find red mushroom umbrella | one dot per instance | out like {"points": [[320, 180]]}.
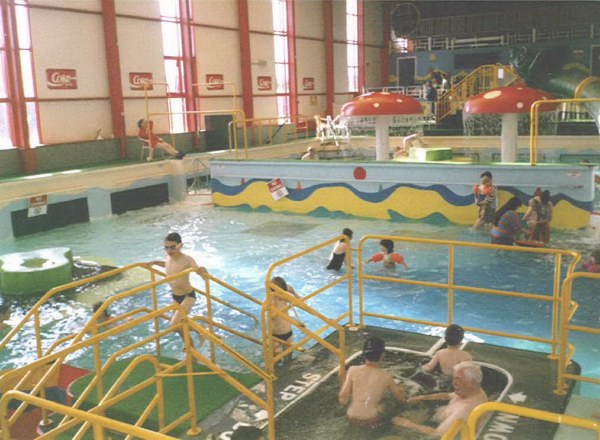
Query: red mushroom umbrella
{"points": [[508, 101], [382, 106]]}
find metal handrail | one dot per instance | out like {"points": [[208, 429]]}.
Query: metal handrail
{"points": [[534, 122], [556, 299], [567, 351], [262, 123], [268, 311], [483, 78], [536, 414]]}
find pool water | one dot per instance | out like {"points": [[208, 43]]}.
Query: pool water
{"points": [[239, 246]]}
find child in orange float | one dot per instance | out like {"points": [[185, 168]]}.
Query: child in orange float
{"points": [[387, 255]]}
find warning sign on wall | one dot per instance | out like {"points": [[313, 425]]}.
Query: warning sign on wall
{"points": [[277, 189], [38, 205]]}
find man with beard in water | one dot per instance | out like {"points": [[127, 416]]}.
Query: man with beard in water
{"points": [[466, 396]]}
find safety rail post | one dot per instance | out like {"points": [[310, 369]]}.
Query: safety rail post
{"points": [[451, 285], [555, 306], [536, 414], [567, 314]]}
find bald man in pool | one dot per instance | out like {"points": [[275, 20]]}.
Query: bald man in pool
{"points": [[467, 395], [367, 384], [182, 291]]}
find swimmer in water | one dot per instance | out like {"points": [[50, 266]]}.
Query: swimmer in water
{"points": [[338, 254], [387, 255], [367, 384], [447, 358]]}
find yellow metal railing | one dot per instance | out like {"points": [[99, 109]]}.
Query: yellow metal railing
{"points": [[98, 422], [536, 414], [263, 130], [535, 121], [567, 351], [483, 78], [269, 312], [451, 286], [50, 359]]}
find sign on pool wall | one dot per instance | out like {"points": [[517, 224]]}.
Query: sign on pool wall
{"points": [[277, 189]]}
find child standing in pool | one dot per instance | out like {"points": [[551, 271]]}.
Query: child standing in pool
{"points": [[593, 264], [485, 197], [281, 328], [181, 290], [367, 384], [387, 255], [453, 355]]}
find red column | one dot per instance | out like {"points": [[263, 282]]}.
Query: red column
{"points": [[387, 41], [246, 62], [113, 64], [17, 107], [291, 27], [329, 67], [361, 45], [189, 64]]}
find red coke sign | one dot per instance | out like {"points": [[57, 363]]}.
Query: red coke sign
{"points": [[140, 80], [264, 82], [214, 81], [61, 78]]}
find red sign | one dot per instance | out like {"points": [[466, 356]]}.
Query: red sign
{"points": [[137, 80], [308, 83], [214, 81], [264, 82], [277, 188], [61, 78]]}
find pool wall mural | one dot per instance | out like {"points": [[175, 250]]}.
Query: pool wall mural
{"points": [[392, 191]]}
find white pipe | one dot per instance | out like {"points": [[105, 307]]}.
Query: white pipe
{"points": [[382, 134]]}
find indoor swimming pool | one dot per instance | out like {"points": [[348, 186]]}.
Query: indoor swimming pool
{"points": [[238, 247]]}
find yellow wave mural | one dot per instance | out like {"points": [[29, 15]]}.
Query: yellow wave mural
{"points": [[411, 203]]}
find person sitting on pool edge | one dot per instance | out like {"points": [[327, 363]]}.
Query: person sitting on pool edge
{"points": [[367, 384], [145, 130], [447, 358], [338, 254], [181, 290], [387, 255], [467, 395], [281, 328]]}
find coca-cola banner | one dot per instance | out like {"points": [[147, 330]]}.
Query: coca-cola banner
{"points": [[308, 83], [214, 81], [61, 78], [264, 82], [137, 80]]}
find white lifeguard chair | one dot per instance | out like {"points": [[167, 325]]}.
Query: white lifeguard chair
{"points": [[145, 152]]}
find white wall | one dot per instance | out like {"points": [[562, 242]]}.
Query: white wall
{"points": [[69, 34]]}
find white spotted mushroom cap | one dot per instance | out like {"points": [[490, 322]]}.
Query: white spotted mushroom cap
{"points": [[382, 103], [514, 99]]}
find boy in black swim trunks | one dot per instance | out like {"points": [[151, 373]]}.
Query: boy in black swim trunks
{"points": [[176, 261], [280, 327]]}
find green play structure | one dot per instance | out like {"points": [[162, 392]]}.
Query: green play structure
{"points": [[24, 273]]}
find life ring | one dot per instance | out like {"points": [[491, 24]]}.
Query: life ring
{"points": [[530, 243]]}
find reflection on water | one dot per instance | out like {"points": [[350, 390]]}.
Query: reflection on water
{"points": [[328, 419], [238, 247]]}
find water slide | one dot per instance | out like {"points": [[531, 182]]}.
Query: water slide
{"points": [[549, 70]]}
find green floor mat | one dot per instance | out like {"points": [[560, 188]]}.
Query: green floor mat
{"points": [[211, 393]]}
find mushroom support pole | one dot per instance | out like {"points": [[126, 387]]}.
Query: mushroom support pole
{"points": [[382, 135], [509, 137]]}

::::::::

## Direction:
Reproduce all of the lines above, replacing every "one dot per instance" with "one point per instance" and keeping everything else the same. Leave the pictures out.

## Written response:
find red mushroom umbrella | one point per instance | out like {"points": [[320, 180]]}.
Query: red mushroom umbrella
{"points": [[508, 101], [382, 106]]}
find metal handrail | one point per instance | out like {"points": [[208, 429]]}.
Query: metal handrail
{"points": [[534, 122], [556, 299], [567, 351], [262, 123], [268, 311], [483, 78], [536, 414]]}
find pool water | one point per instance | out like {"points": [[208, 43]]}.
Query: pool water
{"points": [[239, 246]]}
find child in orange float | one point per instance | out like {"points": [[185, 168]]}.
Query: child in orange float
{"points": [[387, 255]]}
find warning sign on wall | one point per instance | out like {"points": [[313, 425]]}.
Query: warning sign on wall
{"points": [[277, 189], [38, 205]]}
find man with beard in water | one point per instance | out like {"points": [[127, 416]]}.
Query: man with beard in water
{"points": [[466, 396]]}
find safety rail post | one point per instance | out like {"points": [[310, 369]]}.
Query: safety rail post
{"points": [[451, 285], [555, 306], [536, 414], [567, 314]]}
find bald man in pool | one point per instance | out like {"points": [[275, 20]]}.
Query: bald man in pool
{"points": [[467, 395], [367, 384], [182, 291]]}
find swimmer in water | one point per instance | out like {"points": [[50, 266]]}.
Query: swimmer in water
{"points": [[338, 254], [387, 255], [367, 384], [447, 358]]}
find yellow metal railing | one point per instance | out like {"points": [[99, 109]]}.
Query: yellow metal railing
{"points": [[98, 422], [536, 414], [263, 130], [535, 121], [567, 351], [483, 78], [269, 312], [451, 286], [50, 359]]}
find sign on pool wall | one point per instance | out like {"points": [[517, 224]]}.
Query: sign on pool wall
{"points": [[277, 189]]}
find child standing in pool | one point per instance | out like {"points": [[551, 271]]}.
Query: child standing in pool
{"points": [[593, 264], [485, 197], [281, 328], [181, 290], [367, 384], [387, 255], [453, 355]]}
find red column | one point per instance | out like {"points": [[263, 282]]}.
Query: red column
{"points": [[387, 41], [246, 62], [113, 64], [17, 107], [291, 27], [329, 67], [361, 45], [189, 64]]}
find red coke sign | one point per instance | out like {"points": [[57, 363]]}.
Query: red coke sign
{"points": [[140, 80], [264, 82], [214, 81], [61, 78]]}
find red sign | one point per instance | out like {"points": [[466, 356]]}.
Query: red sign
{"points": [[137, 80], [308, 83], [214, 81], [264, 82], [277, 188], [61, 78]]}
find pool wall mural | one point per instance | out like {"points": [[175, 250]]}.
Query: pool wall mural
{"points": [[392, 191]]}
find white pipe | one point per instance | out like {"points": [[105, 307]]}.
Query: white pipe
{"points": [[382, 134]]}
find indoor swimming pool | one point per instance | out like {"points": [[348, 186]]}.
Query: indoor swimming pool
{"points": [[238, 247]]}
find yellow wave mural | one point per instance | out like {"points": [[29, 15]]}.
Query: yellow wave mural
{"points": [[411, 203]]}
find person sitting on pool edge | one point per instance | out like {"points": [[327, 363]]}.
Query: person sitting on pool edge
{"points": [[367, 384], [145, 130], [447, 358], [338, 254], [181, 290], [387, 255], [467, 395], [281, 328]]}
find coca-cola banner | one point per instance | out like {"points": [[147, 330]]}.
Query: coca-cola banner
{"points": [[308, 83], [214, 81], [61, 78], [264, 82], [137, 80]]}
find white lifeguard chair | one point per instance | out like {"points": [[167, 325]]}.
Query: white lifeguard chair
{"points": [[145, 152]]}
find white wall | one point per instance | out like {"points": [[562, 242]]}.
Query: white wall
{"points": [[69, 34]]}
find white spotted mushroom cap | one point per instance | out like {"points": [[490, 322]]}.
Query: white spotted mushroom cap
{"points": [[382, 103], [514, 99]]}
find boy in black swim trunks | one point per instance | out like {"points": [[151, 373]]}.
Query: boy in black swim trunks
{"points": [[176, 261], [280, 327]]}
find green play structure | one point per instance | out like {"points": [[162, 392]]}.
Query: green play structure
{"points": [[24, 273]]}
find life ring | one point per instance | out like {"points": [[491, 24]]}.
Query: life ring
{"points": [[530, 243]]}
find reflection on water | one point per instance | out like {"points": [[350, 390]]}.
Query: reflection on water
{"points": [[328, 419], [238, 247]]}
find water slide | one point per instance | out like {"points": [[531, 182]]}.
Query: water slide
{"points": [[549, 70]]}
find green floor mat | one point per instance | out like {"points": [[560, 188]]}.
Query: green floor mat
{"points": [[211, 393]]}
find mushroom support pole | one point per instance | out like {"points": [[126, 387]]}.
Query: mushroom support pole
{"points": [[382, 135], [509, 137]]}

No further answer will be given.